Work to be completed
All of the data needs to be repeated exactly.

Dataset records
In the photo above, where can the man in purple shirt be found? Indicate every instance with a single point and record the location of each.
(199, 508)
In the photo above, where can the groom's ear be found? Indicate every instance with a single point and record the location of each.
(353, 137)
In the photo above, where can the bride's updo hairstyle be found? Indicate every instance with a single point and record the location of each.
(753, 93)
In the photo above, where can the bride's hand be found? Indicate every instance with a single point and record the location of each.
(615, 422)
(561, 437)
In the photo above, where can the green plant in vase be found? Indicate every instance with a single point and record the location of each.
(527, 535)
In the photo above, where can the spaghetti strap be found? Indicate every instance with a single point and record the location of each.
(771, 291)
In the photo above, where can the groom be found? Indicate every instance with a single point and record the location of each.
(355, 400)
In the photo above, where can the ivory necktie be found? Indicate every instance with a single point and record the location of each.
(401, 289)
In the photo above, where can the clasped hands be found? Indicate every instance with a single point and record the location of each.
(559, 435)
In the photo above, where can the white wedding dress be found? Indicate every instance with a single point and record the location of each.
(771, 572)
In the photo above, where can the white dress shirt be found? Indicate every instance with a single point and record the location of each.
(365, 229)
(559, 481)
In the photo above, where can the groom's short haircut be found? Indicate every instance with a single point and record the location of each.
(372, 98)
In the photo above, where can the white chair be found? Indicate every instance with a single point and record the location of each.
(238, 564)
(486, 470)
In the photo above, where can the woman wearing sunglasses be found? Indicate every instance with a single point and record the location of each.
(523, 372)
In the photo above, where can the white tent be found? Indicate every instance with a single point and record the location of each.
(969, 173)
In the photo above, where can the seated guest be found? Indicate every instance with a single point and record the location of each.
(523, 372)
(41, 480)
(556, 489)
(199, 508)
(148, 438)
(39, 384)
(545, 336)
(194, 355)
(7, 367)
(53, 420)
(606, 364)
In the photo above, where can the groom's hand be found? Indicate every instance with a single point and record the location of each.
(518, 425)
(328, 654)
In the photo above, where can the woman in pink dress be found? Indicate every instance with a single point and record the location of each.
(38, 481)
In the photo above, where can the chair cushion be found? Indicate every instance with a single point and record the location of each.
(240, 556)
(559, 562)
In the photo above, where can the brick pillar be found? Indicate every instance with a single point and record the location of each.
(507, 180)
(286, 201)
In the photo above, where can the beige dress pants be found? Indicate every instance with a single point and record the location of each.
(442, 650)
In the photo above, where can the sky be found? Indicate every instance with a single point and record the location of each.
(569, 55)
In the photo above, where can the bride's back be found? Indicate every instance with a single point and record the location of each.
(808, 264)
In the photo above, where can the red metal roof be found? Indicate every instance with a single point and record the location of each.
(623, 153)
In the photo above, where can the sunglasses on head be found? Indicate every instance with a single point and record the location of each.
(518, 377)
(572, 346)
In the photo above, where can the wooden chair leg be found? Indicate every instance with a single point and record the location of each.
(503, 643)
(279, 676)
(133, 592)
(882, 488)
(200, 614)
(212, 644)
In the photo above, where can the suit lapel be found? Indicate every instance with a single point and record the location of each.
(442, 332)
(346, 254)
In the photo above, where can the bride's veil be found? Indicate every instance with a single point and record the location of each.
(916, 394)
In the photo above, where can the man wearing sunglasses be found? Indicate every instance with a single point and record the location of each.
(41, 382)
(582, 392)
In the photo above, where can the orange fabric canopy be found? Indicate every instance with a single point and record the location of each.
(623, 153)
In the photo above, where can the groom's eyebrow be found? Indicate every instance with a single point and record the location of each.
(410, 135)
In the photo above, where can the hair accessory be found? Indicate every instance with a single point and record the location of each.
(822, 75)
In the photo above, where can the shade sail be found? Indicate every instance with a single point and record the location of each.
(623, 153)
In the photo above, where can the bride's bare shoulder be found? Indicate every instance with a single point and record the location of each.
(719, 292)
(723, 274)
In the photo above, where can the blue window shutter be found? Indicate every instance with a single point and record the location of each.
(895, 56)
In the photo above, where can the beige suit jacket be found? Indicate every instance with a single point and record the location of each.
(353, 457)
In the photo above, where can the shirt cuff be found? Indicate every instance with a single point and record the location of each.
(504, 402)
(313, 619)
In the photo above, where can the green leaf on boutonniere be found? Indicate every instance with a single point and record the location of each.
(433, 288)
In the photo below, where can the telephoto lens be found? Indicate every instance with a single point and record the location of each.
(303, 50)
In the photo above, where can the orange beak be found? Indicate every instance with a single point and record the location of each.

Finished answer
In the photo above, where can the man in purple shirt be found? Indicate every instance with a single point and record the location of each.
(199, 508)
In the photo above, where can the groom's ear be found? Indicate every instance with a single point and record the location of each.
(353, 137)
In the photo above, where can the bride's updo hairstyle be found? Indicate every instance with a single point and record the location of each.
(753, 93)
In the photo above, where can the bride's hand be found? Indicate every instance with a single point and record the location of each.
(615, 422)
(561, 437)
In the photo above, where can the green plant in vase be found? Indicate every instance with a single point and record the location of each.
(527, 535)
In the photo above, where can the spaghetti strap be found? Indicate every instance with a single point and record the location of each.
(771, 291)
In the photo above, where can the groom be found? Indicate every instance with a single point and record the location of each.
(355, 400)
In the photo above, where can the ivory necktie be found? Indicate every instance with a single point and record the location of each.
(401, 289)
In the photo above, where can the clasped hands be found? Indicate every instance with a single point and record the location of each.
(559, 435)
In the photo above, where can the white wedding dress be found? Indicate every instance with a single point and record the location of each.
(771, 572)
In the photo above, where can the white dress shirt be found? Indicate every instance with a single point and record the location of each.
(365, 229)
(559, 481)
In the photo above, where can the groom's short haircut be found? Indicate every instance with a single point and record the location of each.
(372, 98)
In the photo above, where can the white chair be found? Indicate every instance with a single point and record the location of each.
(238, 564)
(486, 470)
In the photo above, where can the woman wearing sunglasses be found? Indicate every instance with a single point and record the location of each.
(523, 372)
In the photo above, where can the white tent be found? Indicate every instance with a single point and record the location of each.
(969, 173)
In the photo above, where can the seated guest be found? Indicate every instance with a single point and record the location of each.
(523, 372)
(41, 480)
(556, 489)
(199, 508)
(148, 438)
(39, 384)
(545, 336)
(194, 355)
(7, 367)
(53, 420)
(606, 364)
In the photo above, where can the groom's hand be found? Indicate every instance with a single point and record the location of each.
(518, 425)
(328, 654)
In the photo above, where can the woman in pink dress be found? Indicate every instance with a single point and record the location of each.
(38, 481)
In the photo above, where can the chair cushion be found? Indicate every instance with a single point and record the location of each.
(240, 556)
(559, 562)
In the photo above, where can the brick pillar be found? Indicate every instance with a single point and record the location of each.
(507, 180)
(286, 201)
In the photo above, where can the beige dress pants be found? Indicate every instance with a single point and record the location of each.
(442, 650)
In the photo above, where can the sky be found? Indicate every instance with a single point and record the location of each.
(569, 55)
In the photo above, where can the bride's back be found? Indicate every instance with a single point and record the location of each.
(808, 264)
In the photo above, where can the red metal roof be found? Indicate every instance with a single point and record the location of each.
(623, 153)
In the photo above, where can the sunglasses on head be found? Indicate every instance with a single point and record the location of each.
(518, 377)
(572, 346)
In the photo above, where can the wooden chair leg be found? Indicate every instance with a single point and record the location of each.
(503, 643)
(279, 676)
(133, 592)
(882, 488)
(200, 614)
(212, 644)
In the photo above, where can the suit lapel be found? Indicate every instance with a single point and record the location of each.
(442, 332)
(346, 254)
In the photo above, where can the bride's veil be found? Indicate every instance with a single point and record the location of each.
(916, 394)
In the photo above, where can the man wearing sunglasses be found? Indicate every instance with a single point and record the location of each.
(41, 382)
(582, 392)
In the photo above, where can the orange fabric canopy be found? Indicate every instance with a single point and record the location of each.
(623, 153)
In the photo above, where can the groom's eyebrow be found? Indicate every instance with a single point and record the location of each.
(410, 135)
In the photo above, where can the hair accessory be found? Indicate every instance with a single point and record the location of each.
(822, 75)
In the photo above, where can the shade sail be found? Indicate every instance with a single point and record the location of each.
(623, 153)
In the photo above, where can the bride's bare shoulder be found? Indicate every instance with a single point and record the location of each.
(719, 292)
(723, 274)
In the photo above, where can the blue window shutter be found? Indicate every instance with a single point and record the location of each.
(895, 56)
In the photo above, where can the beige suit jacket be found? Indicate every instance with a single point and record the location of each.
(353, 457)
In the photo above, where can the shirt cuff be found? Indicate every instance with a single point and record the location of each.
(504, 402)
(313, 619)
In the photo above, where can the green leaf on boutonniere be found? Indicate every instance with a single point and record the location of each.
(433, 288)
In the photo below, where can the telephoto lens be found? Indicate every instance with a single point and record the location of each.
(303, 50)
In the photo above, where can the orange beak be found? Indicate every instance with a single point and record the location of each.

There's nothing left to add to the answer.